TASK PROMPT — Copy the data below without alteration, starting at its first line and stopping after the line that contains "left=12, top=133, right=44, bottom=280".

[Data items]
#####
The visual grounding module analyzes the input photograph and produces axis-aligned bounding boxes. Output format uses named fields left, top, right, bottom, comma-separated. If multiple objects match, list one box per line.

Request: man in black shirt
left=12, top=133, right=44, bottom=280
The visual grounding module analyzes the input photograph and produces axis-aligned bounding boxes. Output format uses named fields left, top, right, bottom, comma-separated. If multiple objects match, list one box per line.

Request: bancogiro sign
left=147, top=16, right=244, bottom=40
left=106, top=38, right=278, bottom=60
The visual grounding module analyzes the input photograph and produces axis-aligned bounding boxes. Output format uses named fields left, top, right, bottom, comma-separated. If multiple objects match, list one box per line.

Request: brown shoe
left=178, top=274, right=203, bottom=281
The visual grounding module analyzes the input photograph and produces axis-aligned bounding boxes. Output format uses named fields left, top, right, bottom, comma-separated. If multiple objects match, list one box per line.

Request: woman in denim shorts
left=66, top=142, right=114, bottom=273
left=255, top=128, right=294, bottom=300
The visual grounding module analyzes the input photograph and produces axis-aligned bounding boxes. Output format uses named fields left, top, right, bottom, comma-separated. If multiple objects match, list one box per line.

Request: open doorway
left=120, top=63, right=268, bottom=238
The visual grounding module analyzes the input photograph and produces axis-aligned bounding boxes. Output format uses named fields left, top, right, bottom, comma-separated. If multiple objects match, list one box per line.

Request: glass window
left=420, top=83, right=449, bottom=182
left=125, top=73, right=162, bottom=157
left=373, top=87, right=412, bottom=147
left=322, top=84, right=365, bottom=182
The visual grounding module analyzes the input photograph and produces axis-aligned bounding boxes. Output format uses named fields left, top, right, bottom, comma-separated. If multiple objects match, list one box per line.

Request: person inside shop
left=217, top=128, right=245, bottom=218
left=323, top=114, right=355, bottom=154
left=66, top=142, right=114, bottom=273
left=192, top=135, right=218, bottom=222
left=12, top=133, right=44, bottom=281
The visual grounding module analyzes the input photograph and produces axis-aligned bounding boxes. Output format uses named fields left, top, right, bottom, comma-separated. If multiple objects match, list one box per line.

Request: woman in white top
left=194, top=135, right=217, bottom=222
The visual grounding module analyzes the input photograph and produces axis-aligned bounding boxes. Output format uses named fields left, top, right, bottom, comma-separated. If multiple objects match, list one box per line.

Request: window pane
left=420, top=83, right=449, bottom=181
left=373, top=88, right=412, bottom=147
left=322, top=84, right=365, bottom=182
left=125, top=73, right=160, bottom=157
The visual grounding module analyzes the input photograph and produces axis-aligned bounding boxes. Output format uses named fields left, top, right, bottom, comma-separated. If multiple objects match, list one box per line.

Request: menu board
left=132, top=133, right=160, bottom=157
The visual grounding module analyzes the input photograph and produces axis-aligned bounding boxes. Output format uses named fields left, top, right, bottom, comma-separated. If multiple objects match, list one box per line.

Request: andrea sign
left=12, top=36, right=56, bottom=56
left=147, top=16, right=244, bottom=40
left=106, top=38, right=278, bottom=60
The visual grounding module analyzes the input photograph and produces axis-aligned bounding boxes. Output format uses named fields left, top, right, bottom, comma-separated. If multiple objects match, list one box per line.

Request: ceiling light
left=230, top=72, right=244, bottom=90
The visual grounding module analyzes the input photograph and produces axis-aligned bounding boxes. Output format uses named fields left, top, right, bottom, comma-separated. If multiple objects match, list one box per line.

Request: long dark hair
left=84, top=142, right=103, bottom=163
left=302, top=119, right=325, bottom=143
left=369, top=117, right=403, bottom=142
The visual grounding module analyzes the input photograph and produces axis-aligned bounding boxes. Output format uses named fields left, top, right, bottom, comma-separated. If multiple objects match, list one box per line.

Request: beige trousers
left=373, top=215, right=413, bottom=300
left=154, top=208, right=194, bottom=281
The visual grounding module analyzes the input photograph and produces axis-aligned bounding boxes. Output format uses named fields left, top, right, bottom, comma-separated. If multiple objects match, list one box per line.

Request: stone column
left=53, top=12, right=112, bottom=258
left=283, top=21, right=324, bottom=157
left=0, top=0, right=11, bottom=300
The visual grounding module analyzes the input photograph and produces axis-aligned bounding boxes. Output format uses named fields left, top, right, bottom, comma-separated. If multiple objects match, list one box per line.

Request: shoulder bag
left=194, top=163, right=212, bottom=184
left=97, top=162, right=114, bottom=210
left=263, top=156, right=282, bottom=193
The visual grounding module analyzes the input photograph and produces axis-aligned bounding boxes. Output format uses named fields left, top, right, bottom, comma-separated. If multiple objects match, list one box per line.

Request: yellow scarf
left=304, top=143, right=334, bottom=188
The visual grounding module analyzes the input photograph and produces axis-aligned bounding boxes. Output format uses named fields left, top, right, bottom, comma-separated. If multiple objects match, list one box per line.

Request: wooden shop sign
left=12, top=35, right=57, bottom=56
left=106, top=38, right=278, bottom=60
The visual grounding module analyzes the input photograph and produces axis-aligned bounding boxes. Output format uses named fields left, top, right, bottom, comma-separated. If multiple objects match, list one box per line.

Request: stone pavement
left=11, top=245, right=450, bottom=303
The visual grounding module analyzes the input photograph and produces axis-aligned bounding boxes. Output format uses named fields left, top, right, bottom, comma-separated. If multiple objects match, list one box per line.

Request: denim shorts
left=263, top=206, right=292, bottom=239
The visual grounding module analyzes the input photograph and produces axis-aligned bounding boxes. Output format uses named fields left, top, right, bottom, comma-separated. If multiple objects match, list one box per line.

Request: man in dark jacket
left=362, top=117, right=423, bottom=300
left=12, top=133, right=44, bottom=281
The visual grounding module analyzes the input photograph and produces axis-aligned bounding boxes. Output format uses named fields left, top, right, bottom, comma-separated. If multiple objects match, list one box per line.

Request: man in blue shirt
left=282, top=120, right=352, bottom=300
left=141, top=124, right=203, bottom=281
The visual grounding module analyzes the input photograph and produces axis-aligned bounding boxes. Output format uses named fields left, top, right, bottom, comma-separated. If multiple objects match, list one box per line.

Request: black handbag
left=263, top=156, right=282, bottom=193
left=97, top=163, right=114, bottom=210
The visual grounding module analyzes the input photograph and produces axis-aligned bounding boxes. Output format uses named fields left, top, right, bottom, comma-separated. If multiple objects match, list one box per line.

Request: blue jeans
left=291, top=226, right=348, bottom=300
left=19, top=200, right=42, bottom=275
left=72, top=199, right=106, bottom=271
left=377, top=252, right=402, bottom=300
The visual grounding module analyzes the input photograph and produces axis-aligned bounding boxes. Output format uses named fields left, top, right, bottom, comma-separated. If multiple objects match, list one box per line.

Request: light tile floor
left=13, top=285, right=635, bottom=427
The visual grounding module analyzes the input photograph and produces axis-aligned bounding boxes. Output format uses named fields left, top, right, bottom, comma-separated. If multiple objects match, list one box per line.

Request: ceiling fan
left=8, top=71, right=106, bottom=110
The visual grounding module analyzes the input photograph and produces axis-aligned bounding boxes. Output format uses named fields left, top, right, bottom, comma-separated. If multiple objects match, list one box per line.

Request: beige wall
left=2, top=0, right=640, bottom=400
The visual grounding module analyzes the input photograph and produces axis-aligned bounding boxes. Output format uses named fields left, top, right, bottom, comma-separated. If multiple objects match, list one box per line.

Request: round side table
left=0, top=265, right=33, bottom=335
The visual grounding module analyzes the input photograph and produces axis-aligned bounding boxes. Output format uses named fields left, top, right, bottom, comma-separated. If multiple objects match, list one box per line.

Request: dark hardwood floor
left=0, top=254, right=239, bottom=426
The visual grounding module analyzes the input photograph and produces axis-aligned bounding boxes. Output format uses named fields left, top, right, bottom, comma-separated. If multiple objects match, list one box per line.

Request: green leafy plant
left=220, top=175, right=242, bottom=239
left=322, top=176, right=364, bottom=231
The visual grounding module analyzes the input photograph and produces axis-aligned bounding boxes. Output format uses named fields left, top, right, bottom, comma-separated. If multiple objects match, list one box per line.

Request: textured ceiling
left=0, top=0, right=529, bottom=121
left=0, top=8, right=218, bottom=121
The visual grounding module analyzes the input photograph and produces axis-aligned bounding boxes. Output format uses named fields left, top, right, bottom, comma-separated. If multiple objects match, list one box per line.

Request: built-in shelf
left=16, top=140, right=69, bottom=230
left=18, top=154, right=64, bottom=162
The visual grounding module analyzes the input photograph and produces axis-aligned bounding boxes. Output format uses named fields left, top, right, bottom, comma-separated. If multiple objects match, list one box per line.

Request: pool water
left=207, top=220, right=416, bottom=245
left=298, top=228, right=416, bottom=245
#####
FULL ANSWER —
The visual grounding module analyzes the input photograph and produces axis-aligned bounding boxes. Output format uses named fields left, top, right, bottom, comma-separated. If multiple objects match, list one box per line.

Request: man in black shirt
left=12, top=133, right=44, bottom=280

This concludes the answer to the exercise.